#### Exercise materials:
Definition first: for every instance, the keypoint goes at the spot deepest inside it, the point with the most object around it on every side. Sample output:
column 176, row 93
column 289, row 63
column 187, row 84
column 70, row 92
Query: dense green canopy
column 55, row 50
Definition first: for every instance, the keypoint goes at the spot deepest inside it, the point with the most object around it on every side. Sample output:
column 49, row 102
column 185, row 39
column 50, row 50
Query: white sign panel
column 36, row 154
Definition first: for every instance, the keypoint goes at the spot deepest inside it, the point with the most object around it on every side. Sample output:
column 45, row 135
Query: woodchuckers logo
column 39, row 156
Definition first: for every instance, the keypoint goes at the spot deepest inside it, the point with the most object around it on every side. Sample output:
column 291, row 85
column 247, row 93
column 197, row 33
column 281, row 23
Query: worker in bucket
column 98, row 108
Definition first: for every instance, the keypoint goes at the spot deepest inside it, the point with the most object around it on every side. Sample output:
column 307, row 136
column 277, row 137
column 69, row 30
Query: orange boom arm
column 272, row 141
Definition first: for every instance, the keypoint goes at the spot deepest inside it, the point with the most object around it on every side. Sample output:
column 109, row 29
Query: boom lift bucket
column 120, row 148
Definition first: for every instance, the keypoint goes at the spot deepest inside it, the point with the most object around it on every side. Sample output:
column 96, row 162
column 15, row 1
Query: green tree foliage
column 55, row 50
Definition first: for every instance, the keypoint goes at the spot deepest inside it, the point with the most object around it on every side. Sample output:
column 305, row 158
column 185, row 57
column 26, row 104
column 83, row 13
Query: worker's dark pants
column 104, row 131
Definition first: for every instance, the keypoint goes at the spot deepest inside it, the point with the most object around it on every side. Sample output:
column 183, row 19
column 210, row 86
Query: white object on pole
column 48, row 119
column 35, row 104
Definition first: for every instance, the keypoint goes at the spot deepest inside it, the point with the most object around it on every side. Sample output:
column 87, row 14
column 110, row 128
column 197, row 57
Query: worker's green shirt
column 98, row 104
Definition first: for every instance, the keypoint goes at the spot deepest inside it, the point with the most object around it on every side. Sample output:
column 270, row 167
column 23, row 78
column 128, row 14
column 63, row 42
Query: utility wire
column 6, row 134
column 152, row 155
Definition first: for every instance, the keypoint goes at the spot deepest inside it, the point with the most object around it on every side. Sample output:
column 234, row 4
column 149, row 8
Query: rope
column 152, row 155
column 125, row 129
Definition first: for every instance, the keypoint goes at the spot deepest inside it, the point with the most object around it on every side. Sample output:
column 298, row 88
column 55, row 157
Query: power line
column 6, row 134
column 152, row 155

#### Assigned task:
Once the line containing "Query: utility wire" is found, please retype it and every remaining line of the listing above, exactly, with nothing else.

#### Answer for this exercise:
Query: utility wire
column 6, row 134
column 152, row 155
Definition first: for every instance, the keypoint goes at the spot deepest inside it, the point with the most object around it on every side. Sample output:
column 234, row 4
column 149, row 8
Query: rope
column 152, row 155
column 125, row 129
Definition first: for every instance, the keypoint goes at the spot deepest inside it, the point with the most object around it on every side. Sample output:
column 298, row 88
column 55, row 157
Query: power line
column 6, row 134
column 152, row 155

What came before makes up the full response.